> [Work to be completed] Present each line of the entries below that holds the word "hair".

#### Data

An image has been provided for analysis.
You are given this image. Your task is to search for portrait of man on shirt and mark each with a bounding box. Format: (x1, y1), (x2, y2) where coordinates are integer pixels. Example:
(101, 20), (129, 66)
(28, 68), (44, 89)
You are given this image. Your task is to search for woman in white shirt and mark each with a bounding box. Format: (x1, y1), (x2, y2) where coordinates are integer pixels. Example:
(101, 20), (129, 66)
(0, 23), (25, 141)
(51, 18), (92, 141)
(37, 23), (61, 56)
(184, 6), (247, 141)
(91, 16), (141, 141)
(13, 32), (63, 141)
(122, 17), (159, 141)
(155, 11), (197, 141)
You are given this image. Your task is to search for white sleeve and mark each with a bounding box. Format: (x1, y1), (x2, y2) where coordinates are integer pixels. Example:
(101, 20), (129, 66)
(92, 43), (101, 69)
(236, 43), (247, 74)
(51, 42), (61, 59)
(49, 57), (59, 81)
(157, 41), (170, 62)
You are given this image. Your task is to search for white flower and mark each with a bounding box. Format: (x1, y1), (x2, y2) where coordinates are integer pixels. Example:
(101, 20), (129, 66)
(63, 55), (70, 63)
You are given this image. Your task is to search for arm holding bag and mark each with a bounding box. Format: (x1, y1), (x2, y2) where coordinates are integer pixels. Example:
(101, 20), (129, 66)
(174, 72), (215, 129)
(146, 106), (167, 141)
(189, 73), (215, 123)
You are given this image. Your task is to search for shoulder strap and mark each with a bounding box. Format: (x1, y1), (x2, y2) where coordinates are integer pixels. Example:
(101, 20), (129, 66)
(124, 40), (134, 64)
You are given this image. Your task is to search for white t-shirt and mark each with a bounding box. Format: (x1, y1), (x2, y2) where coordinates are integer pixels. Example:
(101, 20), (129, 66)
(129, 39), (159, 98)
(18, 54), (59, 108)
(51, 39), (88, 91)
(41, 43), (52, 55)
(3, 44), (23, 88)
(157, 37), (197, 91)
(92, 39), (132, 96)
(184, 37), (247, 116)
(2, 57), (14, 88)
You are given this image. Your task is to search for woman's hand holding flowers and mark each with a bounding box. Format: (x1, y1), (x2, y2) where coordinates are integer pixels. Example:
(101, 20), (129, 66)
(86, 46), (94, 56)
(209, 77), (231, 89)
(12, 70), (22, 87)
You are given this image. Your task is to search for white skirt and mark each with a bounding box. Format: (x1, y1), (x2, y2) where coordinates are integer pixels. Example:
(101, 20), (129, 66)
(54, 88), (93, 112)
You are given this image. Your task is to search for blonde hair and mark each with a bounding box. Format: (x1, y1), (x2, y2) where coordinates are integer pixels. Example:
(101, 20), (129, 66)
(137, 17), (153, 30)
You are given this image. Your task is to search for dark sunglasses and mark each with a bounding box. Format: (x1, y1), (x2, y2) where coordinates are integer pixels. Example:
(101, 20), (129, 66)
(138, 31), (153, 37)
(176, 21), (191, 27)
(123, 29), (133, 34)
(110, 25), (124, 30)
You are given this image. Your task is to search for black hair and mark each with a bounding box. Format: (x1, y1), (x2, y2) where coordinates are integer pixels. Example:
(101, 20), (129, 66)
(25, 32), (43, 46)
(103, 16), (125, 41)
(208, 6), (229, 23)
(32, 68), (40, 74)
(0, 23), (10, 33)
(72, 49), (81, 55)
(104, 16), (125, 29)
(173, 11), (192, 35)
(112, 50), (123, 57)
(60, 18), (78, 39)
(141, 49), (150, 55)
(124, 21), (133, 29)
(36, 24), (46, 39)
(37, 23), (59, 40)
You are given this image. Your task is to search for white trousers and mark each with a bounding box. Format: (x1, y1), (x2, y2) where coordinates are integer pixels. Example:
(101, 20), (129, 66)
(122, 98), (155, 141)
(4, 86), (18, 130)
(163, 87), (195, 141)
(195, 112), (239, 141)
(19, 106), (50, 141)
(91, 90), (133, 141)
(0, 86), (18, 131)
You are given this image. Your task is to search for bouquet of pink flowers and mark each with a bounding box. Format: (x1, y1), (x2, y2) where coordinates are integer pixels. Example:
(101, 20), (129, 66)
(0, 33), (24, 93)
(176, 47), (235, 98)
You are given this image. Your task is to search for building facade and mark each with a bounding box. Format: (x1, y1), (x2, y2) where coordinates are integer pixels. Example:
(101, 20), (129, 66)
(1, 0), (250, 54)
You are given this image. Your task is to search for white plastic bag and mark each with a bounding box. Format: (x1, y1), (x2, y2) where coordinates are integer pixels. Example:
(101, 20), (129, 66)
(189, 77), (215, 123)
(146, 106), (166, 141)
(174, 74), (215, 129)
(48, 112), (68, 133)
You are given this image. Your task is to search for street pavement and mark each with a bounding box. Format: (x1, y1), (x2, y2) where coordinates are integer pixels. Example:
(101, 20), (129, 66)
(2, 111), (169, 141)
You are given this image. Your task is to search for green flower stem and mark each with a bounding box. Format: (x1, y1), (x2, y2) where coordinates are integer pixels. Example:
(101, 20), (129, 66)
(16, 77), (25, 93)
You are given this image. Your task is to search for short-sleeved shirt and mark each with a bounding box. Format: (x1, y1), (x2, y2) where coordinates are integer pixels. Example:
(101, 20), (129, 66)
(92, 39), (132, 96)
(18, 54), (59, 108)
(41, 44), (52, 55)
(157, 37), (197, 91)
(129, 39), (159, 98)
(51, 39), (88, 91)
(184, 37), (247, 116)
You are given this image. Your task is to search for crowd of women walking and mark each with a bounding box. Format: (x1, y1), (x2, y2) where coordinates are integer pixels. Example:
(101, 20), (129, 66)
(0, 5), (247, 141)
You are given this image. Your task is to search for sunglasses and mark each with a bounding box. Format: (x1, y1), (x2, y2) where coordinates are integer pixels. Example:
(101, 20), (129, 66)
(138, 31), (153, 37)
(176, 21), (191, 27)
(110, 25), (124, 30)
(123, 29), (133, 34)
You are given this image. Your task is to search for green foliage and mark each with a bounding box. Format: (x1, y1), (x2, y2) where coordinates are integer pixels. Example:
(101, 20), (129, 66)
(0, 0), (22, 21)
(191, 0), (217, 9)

########

> [Your response]
You are given this image. Your task is to search for blonde hair and mark each with a bounding box. Format: (x1, y1), (x2, y2) where coordinates are integer pixels. Example:
You are given this image. Your task is to search for black hair and mark each with a bounding box. Format: (x1, y1), (x2, y2) where coordinates are integer pixels. Example:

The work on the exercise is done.